*Work required*. Would you please reproduce all the entries word for word, minus the pictures?

*** Begin section ***

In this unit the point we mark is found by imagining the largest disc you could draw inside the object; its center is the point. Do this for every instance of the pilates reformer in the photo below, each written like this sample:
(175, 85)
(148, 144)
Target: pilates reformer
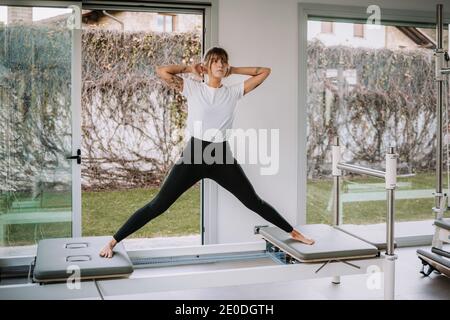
(65, 264)
(437, 259)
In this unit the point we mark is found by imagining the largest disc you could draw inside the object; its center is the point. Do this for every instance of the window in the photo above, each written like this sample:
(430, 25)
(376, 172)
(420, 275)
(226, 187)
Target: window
(358, 30)
(370, 101)
(165, 23)
(327, 27)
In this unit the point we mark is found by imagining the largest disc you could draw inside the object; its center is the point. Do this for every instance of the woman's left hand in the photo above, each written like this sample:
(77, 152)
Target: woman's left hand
(228, 71)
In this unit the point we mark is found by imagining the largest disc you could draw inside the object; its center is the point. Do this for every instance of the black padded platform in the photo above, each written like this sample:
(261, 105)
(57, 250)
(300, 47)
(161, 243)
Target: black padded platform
(57, 258)
(439, 262)
(330, 244)
(443, 223)
(367, 233)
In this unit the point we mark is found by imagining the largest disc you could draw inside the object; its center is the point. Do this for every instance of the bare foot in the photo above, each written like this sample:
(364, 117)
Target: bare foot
(300, 237)
(107, 251)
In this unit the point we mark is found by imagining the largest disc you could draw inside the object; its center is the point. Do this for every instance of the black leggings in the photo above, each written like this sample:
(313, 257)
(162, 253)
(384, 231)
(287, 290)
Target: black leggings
(192, 166)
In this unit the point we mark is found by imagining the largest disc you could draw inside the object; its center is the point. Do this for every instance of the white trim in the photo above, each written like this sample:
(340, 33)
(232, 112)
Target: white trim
(76, 129)
(210, 188)
(145, 282)
(200, 250)
(232, 277)
(39, 3)
(302, 116)
(210, 209)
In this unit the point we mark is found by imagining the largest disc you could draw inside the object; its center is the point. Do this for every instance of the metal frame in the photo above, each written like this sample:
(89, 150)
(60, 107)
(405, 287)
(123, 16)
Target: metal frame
(138, 284)
(209, 10)
(390, 177)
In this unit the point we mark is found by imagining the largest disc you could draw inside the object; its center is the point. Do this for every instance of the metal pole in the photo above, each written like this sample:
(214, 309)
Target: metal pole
(390, 222)
(439, 99)
(336, 185)
(336, 216)
(390, 215)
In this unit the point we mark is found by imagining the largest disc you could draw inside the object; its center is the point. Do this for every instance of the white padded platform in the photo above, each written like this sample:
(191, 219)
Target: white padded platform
(330, 244)
(443, 223)
(57, 258)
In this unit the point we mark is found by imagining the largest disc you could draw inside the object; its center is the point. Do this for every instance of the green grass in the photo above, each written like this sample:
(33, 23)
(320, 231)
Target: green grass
(104, 212)
(319, 193)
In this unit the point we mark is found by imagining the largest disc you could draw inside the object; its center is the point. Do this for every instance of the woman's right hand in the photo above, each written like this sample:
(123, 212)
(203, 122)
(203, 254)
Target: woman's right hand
(198, 69)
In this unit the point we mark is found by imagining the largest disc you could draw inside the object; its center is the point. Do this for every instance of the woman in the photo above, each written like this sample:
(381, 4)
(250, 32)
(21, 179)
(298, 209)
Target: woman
(212, 105)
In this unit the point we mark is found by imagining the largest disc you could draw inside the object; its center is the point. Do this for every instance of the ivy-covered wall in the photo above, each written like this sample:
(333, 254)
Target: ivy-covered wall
(132, 123)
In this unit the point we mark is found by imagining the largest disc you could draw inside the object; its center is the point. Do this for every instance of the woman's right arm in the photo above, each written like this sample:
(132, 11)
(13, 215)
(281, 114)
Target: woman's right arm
(169, 75)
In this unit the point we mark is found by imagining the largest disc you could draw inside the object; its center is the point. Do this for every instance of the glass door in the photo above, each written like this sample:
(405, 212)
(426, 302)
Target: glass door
(39, 124)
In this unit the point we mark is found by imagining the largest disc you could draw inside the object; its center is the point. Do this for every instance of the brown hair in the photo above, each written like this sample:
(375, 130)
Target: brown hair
(215, 52)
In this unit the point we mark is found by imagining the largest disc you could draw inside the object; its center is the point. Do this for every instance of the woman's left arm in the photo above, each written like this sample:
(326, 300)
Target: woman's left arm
(259, 74)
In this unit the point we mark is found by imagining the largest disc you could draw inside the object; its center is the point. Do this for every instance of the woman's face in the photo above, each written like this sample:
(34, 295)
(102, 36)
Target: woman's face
(218, 67)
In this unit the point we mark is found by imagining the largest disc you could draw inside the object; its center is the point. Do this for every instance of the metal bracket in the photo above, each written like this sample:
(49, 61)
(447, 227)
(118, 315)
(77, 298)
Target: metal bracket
(337, 260)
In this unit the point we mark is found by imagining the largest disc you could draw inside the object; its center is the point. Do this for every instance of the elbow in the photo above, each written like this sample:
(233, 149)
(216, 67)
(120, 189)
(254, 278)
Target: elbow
(159, 70)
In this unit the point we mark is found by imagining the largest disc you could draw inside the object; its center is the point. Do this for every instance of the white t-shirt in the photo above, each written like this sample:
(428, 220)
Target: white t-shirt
(211, 110)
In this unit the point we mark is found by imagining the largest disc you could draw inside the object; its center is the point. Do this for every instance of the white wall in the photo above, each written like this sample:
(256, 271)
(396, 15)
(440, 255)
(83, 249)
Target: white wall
(265, 33)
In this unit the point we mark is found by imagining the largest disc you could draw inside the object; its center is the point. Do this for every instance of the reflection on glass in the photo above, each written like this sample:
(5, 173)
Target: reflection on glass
(35, 127)
(132, 122)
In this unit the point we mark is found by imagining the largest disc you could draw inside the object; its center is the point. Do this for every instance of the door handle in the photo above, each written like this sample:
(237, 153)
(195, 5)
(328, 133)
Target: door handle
(78, 156)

*** End section ***

*Answer to this task*.
In this unit the point we mark is found by imagining the largest disc you could draw inside the object; its center is the point. Do this for every instance of the pilates reformer in the photo below, each written like this sample:
(175, 85)
(148, 144)
Target: pilates reformer
(65, 264)
(437, 259)
In this unit the point we mark is found by imagining the largest disc you could draw inside the object; its center is the point. Do this for every instance of the window in the photo above, each written like this sample:
(430, 25)
(376, 172)
(420, 275)
(226, 187)
Target: window
(358, 30)
(370, 101)
(165, 23)
(327, 27)
In this unit the point we mark is found by imagining the largest disc you could draw inside the object; its center is the point. Do this for every instance of the woman's left hand in the photo above, each written like this sample:
(77, 152)
Target: woman's left hand
(228, 71)
In this unit the point we mark is found by imagining the largest disc you could draw inside the object; its center is the point. Do this for every instance of the black padded platform in the photo above, each written like this sample:
(261, 105)
(57, 250)
(300, 47)
(161, 243)
Target: black padded platform
(57, 258)
(439, 262)
(330, 244)
(443, 223)
(367, 233)
In this unit the point we mark is found by imagining the largest disc you could draw inside the object; its center is the point. Do this for every instance of the bare foot in the photo above, each written like this sample:
(364, 117)
Target: bare foot
(300, 237)
(107, 251)
In this unit the point we mark is found by imagining the largest disc you could draw inside the object; its center is the point. Do this for every instance of the black leggings in the photo above, each written like this sample:
(313, 257)
(162, 253)
(384, 231)
(287, 290)
Target: black leggings
(192, 166)
In this unit the point we mark is found by imagining the largest disc you could draw inside the object; its center is the point. Do this for every instance of the white trim in the photo above, each written like this sample:
(340, 33)
(232, 112)
Target: white trim
(76, 129)
(210, 188)
(145, 282)
(200, 250)
(232, 277)
(39, 3)
(302, 116)
(210, 209)
In this unit the point we mark is found by imagining the largest disc you could draw inside the object; its center is the point. Do this for every instance of the metal frame in the photo above, each written like this sample:
(89, 150)
(60, 107)
(405, 287)
(123, 16)
Target: metal frame
(138, 284)
(209, 10)
(390, 177)
In this unit the point we mark is found by imagining the largest disc you could draw inside the object; its center is the point. Do this for every instance of the metal pole in the photo above, each written like this sample:
(214, 309)
Target: metal pole
(390, 222)
(439, 99)
(336, 185)
(336, 216)
(390, 215)
In this unit the point we mark is found by imagining the largest disc you could draw inside the object; its center is the point. Do this for every instance of the white padded platform in the photo above, each written like this sample:
(191, 219)
Target: white padded platform
(330, 244)
(443, 223)
(57, 258)
In this unit the point we mark is found by imagining the largest disc you could draw inside the object; its center is the point. Do this for every instance of the green grass in the photo above, each written like this sample:
(33, 23)
(320, 231)
Target: green grass
(104, 212)
(319, 193)
In this unit the point we mark is found by imagining the largest disc you could draw inside the object; its center is the point. Do this for every instance of the woman's right hand in the photo above, each written like this sample:
(123, 212)
(203, 122)
(203, 254)
Target: woman's right hand
(198, 69)
In this unit the point we mark is found by imagining the largest disc you could draw inside the object; its center is the point. Do this for every instance of the woman in the photo above, each written like this sample:
(381, 4)
(250, 32)
(21, 179)
(298, 209)
Target: woman
(212, 105)
In this unit the point we mark is found by imagining the largest disc you could draw inside the object; its center is the point. Do this for every instance of the ivy-covered wall in the photo above, each written like this sample:
(333, 254)
Target: ivy-covered wall
(132, 123)
In this unit the point we mark is found by imagining the largest disc you could draw inside the object; its center is the point. Do this for every instance of the woman's right arm in the photo above, each written like this sample:
(132, 11)
(13, 215)
(281, 114)
Target: woman's right arm
(169, 75)
In this unit the point we mark is found by imagining the largest disc you could draw inside the object; its center is the point. Do this for every instance of the glass door in the photo above, each written like this sample:
(405, 212)
(426, 302)
Target: glass door
(39, 124)
In this unit the point we mark is found by imagining the largest disc you could draw inside the object; its center is the point. Do this for every instance of the brown hair in the photo above, each written like this sample:
(375, 130)
Target: brown hair
(215, 52)
In this unit the point we mark is found by imagining the largest disc you could draw inside the object; its center is the point. Do this for every instance of the woman's left arm in the photo above, each written like this sample:
(326, 300)
Target: woman's left arm
(259, 74)
In this unit the point we mark is found by imagining the largest disc you could draw inside the object; its center is the point. Do this for every instance of the woman's face in the photo above, each written like this sample:
(34, 295)
(102, 36)
Target: woman's face
(218, 67)
In this unit the point we mark is found by imagining the largest disc you could draw inside the object; its center is the point. Do this for every instance of the metal bracket in the photo above, each written like this sample:
(49, 61)
(447, 227)
(118, 315)
(77, 298)
Target: metal bracket
(337, 260)
In this unit the point we mark is found by imagining the largest disc you could draw inside the object; its center is the point. Do this for every instance of the elbow in the photo above, each written like this sample:
(233, 149)
(216, 67)
(120, 189)
(254, 278)
Target: elbow
(159, 70)
In this unit the point we mark is found by imagining the largest disc you could draw inside the object; its center is the point. Do this for every instance of the white t-shirt in the photo above, each written like this sample:
(428, 220)
Target: white t-shirt
(211, 110)
In this unit the point we mark is found by imagining the largest disc you could draw inside the object; its center is the point. Do this for every instance of the white wall in the photo above, each written like this sample:
(256, 271)
(396, 15)
(440, 255)
(83, 249)
Target: white wall
(265, 33)
In this unit the point we mark is found by imagining the largest disc you could draw inside the object; its center is the point. Do this for every instance of the reflection on glass in the photo above, each written like this sample:
(5, 173)
Target: reflection on glass
(35, 127)
(132, 122)
In this unit the point we mark is found by imagining the largest disc you could draw inside the object; its center is the point. Do this for every instance of the door handle in the photo above, each written like this sample:
(237, 153)
(195, 5)
(328, 133)
Target: door handle
(78, 156)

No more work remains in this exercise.